Although both Tanaka and Lacy had already performed together before in 1978 (at the Musée des Arts décoratifs and at the Chapelle des Lombards in Paris) and also at Zojo-Ji in 1983, the reunion was unconventional and kind of eccentric. A completely different experience from the Egg Farm venue, it was a rather perplexing experience, as the interaction did appear difficult to develop smoothly.
Butoh Dance is unorthodox, a very special form of avant-garde Japanese dance, originating from meditation and martial arts, created by Hijikata Tatsumi in the 1960s. According to notes from Itto Kasai, a choreographer of Butoh, movements come out unconsciously when one feels like moving; as such, the movements have already emotional values without any intention to try to express something. Butoh is thus a transformational process of the space with the dancers body and mind. It is not remembering movement sequence, but an experimentation of confrontation of three factors: body, mind, and the outer world (sound, stage and lighting). It involves movement, theatric faces, rolling back eyes either as a conscious expression of something unsociable and grotesque, or as a natural occurring during performance, end of quote.
Legendary Butoh dancer Min Tanaka is certainly one of the most famous and remarkable artist of the genre. He is reported to have recently danced in a Tokyo parking lot, going / crawling ever so slowly on the ground in a straight line, climbing over any obstacle in his path (cars, curbs, motorcycles, bushes, fences), for over an hour and a half. Obviously, quite an unusual art form.
Also unusual and out-of-the-way is Plan B. It is a cave-like performing space, with barren, rough textured, reinforced concrete walls (which incidentally brought strange thoughts of the bomb shelters popular in the USA during the cold war). Very austere indeed and not so easy to find Even Lacys local agent (although residing in Tokyo for 23 years) had difficulties finding the place, as some streets bear no names, and buildings carry no street numbers
The performing cave is a bit like an industrial raw basement loft. Very basic and unpretentious, it is clearly a place for experimental artistic events allowing maximum flexible use of limited floor space. A few uncomfortable bleachers, made of plain wood planks, climb directly to the lighting/ sound engineers corner, part of the space itself. For the performance, which was remarkably well attended, additional small square black cushions were carefully / equally spaced on a bamboo mat laid on the rough wooden floor, and accounted for well over half of the cramped seats available (about 120 total). These were accessible to the spectators only after the removal of their shoes, in a most Japanese tradition. The place was packed.

━━━━━━━━━━━━━━━━

### Short problem A
Rewrite the stretch of the listing from the line containing "the white kerb" through the end of the listing, substituting "curb" for "kerb" and leaving everything else unchanged.

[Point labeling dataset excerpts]

━━━━━━━━━━━━━━━━

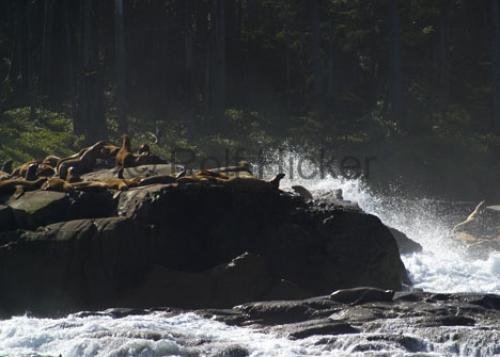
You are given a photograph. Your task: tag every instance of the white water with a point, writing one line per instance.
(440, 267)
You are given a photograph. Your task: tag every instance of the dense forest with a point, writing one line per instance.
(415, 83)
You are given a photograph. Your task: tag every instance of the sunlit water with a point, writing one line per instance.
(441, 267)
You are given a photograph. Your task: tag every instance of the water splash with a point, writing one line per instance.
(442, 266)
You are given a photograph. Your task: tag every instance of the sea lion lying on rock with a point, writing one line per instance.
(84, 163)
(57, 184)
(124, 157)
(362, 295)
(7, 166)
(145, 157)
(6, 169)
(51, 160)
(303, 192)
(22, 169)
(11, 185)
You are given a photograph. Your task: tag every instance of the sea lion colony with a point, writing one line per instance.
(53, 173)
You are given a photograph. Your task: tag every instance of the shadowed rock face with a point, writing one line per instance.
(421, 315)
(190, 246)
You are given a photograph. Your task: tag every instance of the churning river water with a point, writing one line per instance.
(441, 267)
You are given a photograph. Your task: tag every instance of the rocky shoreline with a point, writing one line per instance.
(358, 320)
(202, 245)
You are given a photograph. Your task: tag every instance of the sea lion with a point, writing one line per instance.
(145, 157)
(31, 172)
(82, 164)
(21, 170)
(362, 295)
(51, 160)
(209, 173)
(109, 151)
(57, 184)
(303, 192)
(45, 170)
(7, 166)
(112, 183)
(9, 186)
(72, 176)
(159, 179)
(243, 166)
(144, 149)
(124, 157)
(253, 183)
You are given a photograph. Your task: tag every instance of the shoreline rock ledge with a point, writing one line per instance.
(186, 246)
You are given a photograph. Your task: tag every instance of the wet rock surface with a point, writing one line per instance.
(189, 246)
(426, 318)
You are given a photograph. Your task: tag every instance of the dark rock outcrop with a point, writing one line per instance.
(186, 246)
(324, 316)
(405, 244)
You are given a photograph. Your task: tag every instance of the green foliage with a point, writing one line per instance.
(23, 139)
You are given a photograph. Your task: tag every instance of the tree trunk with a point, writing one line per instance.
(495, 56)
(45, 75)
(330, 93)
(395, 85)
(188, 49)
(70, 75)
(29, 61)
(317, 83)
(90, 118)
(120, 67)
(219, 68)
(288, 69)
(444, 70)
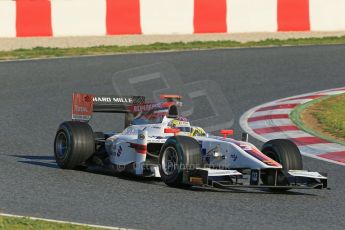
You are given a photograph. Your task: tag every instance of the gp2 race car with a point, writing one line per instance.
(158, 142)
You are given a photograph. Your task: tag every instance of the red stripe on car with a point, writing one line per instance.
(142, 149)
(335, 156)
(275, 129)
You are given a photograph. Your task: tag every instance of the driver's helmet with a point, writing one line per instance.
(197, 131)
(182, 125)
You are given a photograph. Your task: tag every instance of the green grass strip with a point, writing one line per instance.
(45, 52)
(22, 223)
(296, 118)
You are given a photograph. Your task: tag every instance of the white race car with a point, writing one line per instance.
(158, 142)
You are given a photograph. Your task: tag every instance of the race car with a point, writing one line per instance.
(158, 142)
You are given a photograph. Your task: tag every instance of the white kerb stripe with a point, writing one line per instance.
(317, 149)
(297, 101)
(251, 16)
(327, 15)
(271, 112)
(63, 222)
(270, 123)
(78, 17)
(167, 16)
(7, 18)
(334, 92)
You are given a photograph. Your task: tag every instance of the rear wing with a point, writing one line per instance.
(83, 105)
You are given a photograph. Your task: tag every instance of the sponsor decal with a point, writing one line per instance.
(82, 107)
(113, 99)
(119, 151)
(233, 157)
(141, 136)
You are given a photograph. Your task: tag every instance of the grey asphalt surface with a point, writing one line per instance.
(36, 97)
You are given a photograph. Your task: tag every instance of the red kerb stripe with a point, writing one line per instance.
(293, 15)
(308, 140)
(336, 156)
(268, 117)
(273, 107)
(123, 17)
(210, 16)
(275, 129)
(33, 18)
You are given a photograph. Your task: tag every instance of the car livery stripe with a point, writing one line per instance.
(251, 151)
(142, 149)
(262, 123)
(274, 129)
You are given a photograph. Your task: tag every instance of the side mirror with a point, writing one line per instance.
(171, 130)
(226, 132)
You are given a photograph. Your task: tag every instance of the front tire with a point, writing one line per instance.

━━━━━━━━━━━━━━━━

### Short problem B
According to the Butoh performance account, how many seats were available in total at Plan B?

### Right answer A
You are given a photograph. Your task: tag every instance of the white curb stripe with a point, writing one line per instance.
(317, 149)
(297, 101)
(251, 16)
(327, 15)
(271, 112)
(63, 222)
(270, 123)
(78, 17)
(167, 16)
(7, 18)
(334, 92)
You are given a photograph. Your task: tag every instance of the rear wing with a point, writing one line per instance.
(83, 105)
You are given a photograph. Your task: tag every instance of the sponsor decal with a point, writing one line per instance.
(82, 107)
(113, 99)
(119, 151)
(233, 157)
(141, 136)
You are given a photograph. Your task: tag every instance of the grey asphalt surface with a point, writing one line per instance.
(36, 97)
You are given a photograph. Your task: tag every instance of the red curb stripe with a point, writing one line per instance.
(293, 15)
(308, 140)
(336, 156)
(268, 117)
(273, 107)
(123, 17)
(210, 16)
(275, 129)
(33, 18)
You are given a photograph. Your task: tag every instance of the car livery stripe with a point, writing one line per instance.
(251, 151)
(142, 149)
(262, 123)
(274, 129)
You are given a photograph. Your task: tag every instance of the side mirror with a point, writing one line per instance.
(171, 130)
(226, 132)
You are given a photograph. Your task: tag every instance of the front tire with a point, writing one line per instance.

### Right answer B
About 120.